== Текст документа ==
········
Поверить в это никак невозможно, если не знать, например, что девушка мерила пальто в кромешной тьме и без зеркала. Хотя и на ощупь трудно так ошибиться, чтобы прям как тулуп! да на ком? – на ямщике! Кстати, тулуп на ямщике может сидеть по-разному.

Заключение: вот такие обидные казусы могут случиться в совершенно безобидном тексте, если в одном коротком предложении без удержу броситься сразу в две «женские» крайности.

Не спеша мы добрались до второй главы романа. Наш герой Петя вернулся в мастерскую старухи-художницы, у которой проживал.

«Не заглядывая к старухе, он поднялся в свою каморку, снял, бросил на кресло плащ, что случалось с ним очень редко даже в последние проклятые месяцы…» (12-я стр.)

Читатель, так что же «случалось с ним очень редко?» – вы поняли? И как все происходило раньше – до «проклятых месяцев»: не снимал плаща? Или не бросал? Может быть, аккуратно клал? А может быть бросал, но не на кресло? Или сначала заглядывал к старухе не раздеваясь? Прямо в верхней одежде?

Чтобы читателю был понятен случайный характер поведения героя, ему надо дать знать, как все происходило у Пети в обычные, так сказать типичные для него дни.

«Снизу, из мастерской, доносились голоса… Несколько раз взрывался молодой и сильный смех женщины. Красивый, низкий и свободный смех. Кокетки и глупенькие так не смеются. Нужно быть достаточно привлекательной, чтобы позволить себе подобную роскошь». (12-я стр.)

Поговорим о смехе женщины, более ни о чем, поскольку ее смех настолько уникален, что стоит обратить на него особое внимание. Это будет тем более увлекательно, что мы пока ничего не знаем о женщине, которая смеется.

«…молодой и сильный смех женщины…»

Когда говорят о «сильном» голосе, то имеют в виду мощь, диапазон звучания. «У певца сильный голос», – говорят вам, и у вас не возникает вопросов; во всяком случае, вы предполагаете, о чем идет речь. «У юмориста N сильный смех», – говорят вам, и вы не понимаете, что это за смех такой. Что подразумевается под «сильным» смехом? Если воспринимать смех в категориях «тише – громче» (а как иначе, тем более что читателю сообщили, что смех «взрывался»), то героиня «из мастерской» просто-напросто громко смеялась.

Теперь зададимся вопросом: может ли смех быть «молодым»? Если ответить утвердительно, то тогда придется признать, что смех может быть и старым, и тогда в литературе допустима фраза «за стенкой раздавался старый смех» – а это, согласитесь, настолько режет слух, что вряд ли кто-нибудь из писателей рискнет воспользоваться подобным определением.

Решение проблемы несложное: надо молодость приписать не смеху, а тому, кто смеется: «громкий смех молодой женщины». Вы возразите, сказав, что старая женщина вполне может смеяться как молодая. Возможно. Но в данном случае мы не видим эту женщину и не знаем ее возраста. Смеется же она как молодая, поэтому мы предварительно и говорим: «громкий смех молодой женщины».
········
== Записанные данные ==

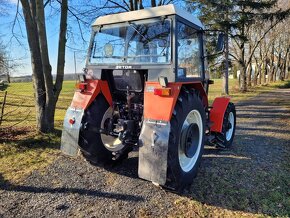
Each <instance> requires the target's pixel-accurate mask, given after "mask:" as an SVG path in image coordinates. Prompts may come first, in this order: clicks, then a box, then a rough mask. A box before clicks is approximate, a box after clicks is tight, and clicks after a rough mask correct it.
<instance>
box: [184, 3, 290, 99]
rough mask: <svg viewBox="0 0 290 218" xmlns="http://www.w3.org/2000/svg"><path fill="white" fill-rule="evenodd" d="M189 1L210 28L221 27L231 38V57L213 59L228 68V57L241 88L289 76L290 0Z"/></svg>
mask: <svg viewBox="0 0 290 218" xmlns="http://www.w3.org/2000/svg"><path fill="white" fill-rule="evenodd" d="M188 4H189V6H190V7H191V9H192V10H193V11H195V12H196V13H197V14H199V16H200V18H201V20H202V21H203V22H204V23H205V25H206V27H207V28H209V29H216V30H221V31H223V32H224V33H225V35H226V38H228V40H226V42H227V43H228V46H229V58H227V57H226V58H224V59H222V61H221V59H220V58H214V59H212V60H210V63H211V65H212V66H216V65H217V63H223V64H222V65H220V66H221V68H223V69H224V71H226V70H227V68H226V67H224V65H225V63H226V62H227V61H229V62H230V63H231V66H232V67H233V68H234V69H235V70H239V72H240V74H239V82H240V83H239V84H240V91H242V92H245V91H247V89H248V87H251V86H256V85H260V84H266V83H269V82H274V81H276V80H277V79H279V80H284V79H286V78H288V77H289V70H290V69H289V66H290V65H289V62H290V59H289V48H290V35H289V29H290V26H289V21H290V19H289V12H290V2H289V1H286V0H262V1H257V0H243V1H235V0H197V1H192V2H189V3H188ZM216 62H217V63H216ZM213 68H216V67H213ZM215 70H216V69H215ZM224 77H226V76H225V73H224ZM225 86H227V84H225ZM224 90H226V89H224ZM224 92H225V93H226V94H228V91H224Z"/></svg>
········
Переведите на английский язык следующее предложение из текста документа: «Это будет тем более увлекательно, что мы пока ничего не знаем о женщине, которая смеется».

This will be all the more fascinating because we do not yet know anything about the woman who is laughing.